> **Work to complete**
Copy every entry precisely.

> **Data excerpts**
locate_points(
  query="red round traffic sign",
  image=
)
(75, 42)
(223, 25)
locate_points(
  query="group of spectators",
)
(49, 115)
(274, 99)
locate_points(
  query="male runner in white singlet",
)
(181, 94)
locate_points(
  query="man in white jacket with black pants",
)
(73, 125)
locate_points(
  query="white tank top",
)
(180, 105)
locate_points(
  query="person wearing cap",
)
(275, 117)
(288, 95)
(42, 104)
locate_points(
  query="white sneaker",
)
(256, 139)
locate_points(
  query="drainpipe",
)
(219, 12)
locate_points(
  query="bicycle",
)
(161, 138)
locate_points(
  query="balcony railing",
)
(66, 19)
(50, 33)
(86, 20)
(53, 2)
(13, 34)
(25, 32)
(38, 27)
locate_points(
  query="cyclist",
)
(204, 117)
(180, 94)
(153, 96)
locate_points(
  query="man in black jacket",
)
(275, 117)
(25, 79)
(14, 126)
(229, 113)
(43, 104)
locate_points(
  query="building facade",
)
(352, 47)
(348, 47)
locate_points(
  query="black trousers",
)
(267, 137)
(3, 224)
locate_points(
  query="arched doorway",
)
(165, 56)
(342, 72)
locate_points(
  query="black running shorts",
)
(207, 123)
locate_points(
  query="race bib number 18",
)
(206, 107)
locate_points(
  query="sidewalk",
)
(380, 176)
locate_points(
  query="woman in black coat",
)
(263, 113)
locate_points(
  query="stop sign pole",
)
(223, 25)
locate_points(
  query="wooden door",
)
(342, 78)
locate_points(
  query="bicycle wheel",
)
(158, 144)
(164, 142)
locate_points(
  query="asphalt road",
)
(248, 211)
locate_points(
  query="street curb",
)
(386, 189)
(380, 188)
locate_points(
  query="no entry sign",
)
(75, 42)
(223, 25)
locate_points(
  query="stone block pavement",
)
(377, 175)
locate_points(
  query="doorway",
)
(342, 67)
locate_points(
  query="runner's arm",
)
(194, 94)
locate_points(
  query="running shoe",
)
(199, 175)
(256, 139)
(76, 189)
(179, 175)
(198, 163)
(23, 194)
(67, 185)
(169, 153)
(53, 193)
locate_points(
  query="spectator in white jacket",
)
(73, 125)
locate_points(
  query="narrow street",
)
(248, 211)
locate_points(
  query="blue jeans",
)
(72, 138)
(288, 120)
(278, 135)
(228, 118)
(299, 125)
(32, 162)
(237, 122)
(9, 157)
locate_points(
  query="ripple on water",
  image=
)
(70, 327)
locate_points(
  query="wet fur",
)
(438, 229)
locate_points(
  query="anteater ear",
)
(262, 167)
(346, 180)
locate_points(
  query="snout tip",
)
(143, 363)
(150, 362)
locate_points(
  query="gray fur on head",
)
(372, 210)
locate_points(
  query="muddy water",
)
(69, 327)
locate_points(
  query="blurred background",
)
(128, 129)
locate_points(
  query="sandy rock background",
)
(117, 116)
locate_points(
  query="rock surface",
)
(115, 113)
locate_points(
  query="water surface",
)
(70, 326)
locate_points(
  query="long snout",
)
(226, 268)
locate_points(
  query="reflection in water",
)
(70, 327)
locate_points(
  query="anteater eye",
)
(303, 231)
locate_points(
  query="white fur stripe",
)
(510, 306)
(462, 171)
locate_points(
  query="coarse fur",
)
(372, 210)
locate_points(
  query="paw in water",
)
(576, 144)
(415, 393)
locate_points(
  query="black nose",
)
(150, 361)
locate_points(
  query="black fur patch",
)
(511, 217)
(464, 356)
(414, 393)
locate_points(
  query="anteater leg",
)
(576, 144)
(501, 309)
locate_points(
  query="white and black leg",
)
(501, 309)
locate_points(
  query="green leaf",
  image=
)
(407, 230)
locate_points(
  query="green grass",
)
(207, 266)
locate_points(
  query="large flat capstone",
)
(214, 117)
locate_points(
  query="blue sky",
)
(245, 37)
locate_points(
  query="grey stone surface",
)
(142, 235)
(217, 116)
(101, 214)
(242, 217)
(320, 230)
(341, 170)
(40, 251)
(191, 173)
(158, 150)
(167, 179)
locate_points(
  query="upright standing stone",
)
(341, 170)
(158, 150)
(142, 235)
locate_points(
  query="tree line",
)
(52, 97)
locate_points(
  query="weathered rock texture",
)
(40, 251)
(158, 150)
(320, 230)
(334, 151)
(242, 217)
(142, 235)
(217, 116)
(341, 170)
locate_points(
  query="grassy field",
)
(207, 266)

> **Answer to the task**
locate_points(
  query="red round traffic sign",
  image=
)
(75, 42)
(223, 25)
locate_points(
  query="group of spectators",
)
(49, 115)
(274, 99)
locate_points(
  query="male runner in white singlet",
)
(181, 94)
locate_points(
  query="man in white jacket with black pants",
)
(73, 125)
locate_points(
  query="white tank top",
)
(180, 105)
locate_points(
  query="person wearing cap",
)
(275, 117)
(288, 95)
(42, 104)
locate_points(
  query="white sneaker",
)
(256, 139)
locate_points(
  query="drainpipe",
)
(219, 12)
locate_points(
  query="bicycle",
)
(161, 138)
locate_points(
  query="balcony railing",
)
(66, 19)
(50, 33)
(86, 20)
(53, 2)
(13, 34)
(25, 32)
(38, 27)
locate_points(
  query="cyclist",
)
(204, 117)
(180, 94)
(153, 96)
locate_points(
  query="man in black jacket",
)
(275, 117)
(25, 79)
(14, 126)
(229, 113)
(43, 104)
locate_points(
  query="building facade",
)
(352, 47)
(348, 47)
locate_points(
  query="black trousers",
)
(267, 137)
(3, 224)
locate_points(
  query="arched doorway",
)
(165, 56)
(342, 72)
locate_points(
  query="black running shorts",
)
(207, 123)
locate_points(
  query="race bib number 18",
)
(206, 107)
locate_points(
  query="sidewalk",
)
(380, 176)
locate_points(
  query="woman in black coat",
)
(263, 113)
locate_points(
  query="stop sign pole",
)
(223, 25)
locate_points(
  query="wooden door",
)
(342, 78)
locate_points(
  query="bicycle wheel",
)
(158, 144)
(164, 142)
locate_points(
  query="asphalt road",
)
(248, 211)
locate_points(
  query="street curb",
)
(386, 189)
(380, 188)
locate_points(
  query="no entry sign",
)
(75, 42)
(223, 25)
locate_points(
  query="stone block pavement",
)
(377, 175)
locate_points(
  query="doorway",
)
(342, 67)
locate_points(
  query="runner's arm",
)
(194, 94)
locate_points(
  query="running shoe",
)
(199, 175)
(256, 139)
(76, 189)
(179, 175)
(198, 163)
(23, 194)
(67, 185)
(169, 153)
(53, 193)
locate_points(
  query="spectator in white jacket",
)
(73, 125)
locate_points(
  query="narrow street",
)
(248, 211)
locate_points(
  query="blue jeans",
)
(72, 138)
(288, 120)
(278, 135)
(228, 118)
(299, 125)
(32, 162)
(237, 122)
(9, 157)
locate_points(
  query="ripple on water",
  image=
)
(70, 327)
locate_points(
  query="wet fur",
)
(438, 229)
locate_points(
  query="anteater ear",
)
(262, 167)
(346, 180)
locate_points(
  query="snout tip",
)
(143, 363)
(150, 362)
locate_points(
  query="gray fur on head",
)
(372, 210)
locate_points(
  query="muddy water",
)
(69, 327)
locate_points(
  query="blurred background",
)
(128, 129)
locate_points(
  query="sandy rock background",
)
(117, 116)
locate_points(
  query="rock surface",
)
(115, 113)
locate_points(
  query="water surface",
)
(70, 326)
locate_points(
  query="long snout",
)
(226, 268)
locate_points(
  query="reflection in water",
)
(70, 327)
locate_points(
  query="anteater eye",
)
(303, 231)
locate_points(
  query="white fur stripe",
)
(510, 306)
(462, 171)
locate_points(
  query="coarse fur",
)
(372, 210)
locate_points(
  query="paw in water",
)
(576, 144)
(415, 393)
locate_points(
  query="black nose",
)
(150, 361)
locate_points(
  query="black fur patch",
)
(511, 217)
(464, 356)
(414, 393)
locate_points(
  query="anteater leg",
)
(576, 144)
(501, 309)
locate_points(
  query="white and black leg",
)
(501, 309)
locate_points(
  query="green leaf",
  image=
)
(407, 230)
locate_points(
  query="green grass",
)
(207, 266)
locate_points(
  query="large flat capstone",
)
(214, 117)
locate_points(
  query="blue sky",
)
(245, 37)
locate_points(
  query="grey stone surface",
)
(142, 235)
(217, 116)
(101, 214)
(242, 217)
(320, 230)
(341, 170)
(40, 251)
(191, 173)
(158, 150)
(167, 179)
locate_points(
  query="upright standing stone",
)
(341, 170)
(158, 150)
(142, 235)
locate_points(
  query="tree line",
)
(52, 97)
locate_points(
  query="weathered rock texture",
)
(40, 251)
(158, 150)
(320, 230)
(334, 151)
(242, 217)
(142, 235)
(217, 116)
(341, 170)
locate_points(
  query="grassy field",
)
(207, 266)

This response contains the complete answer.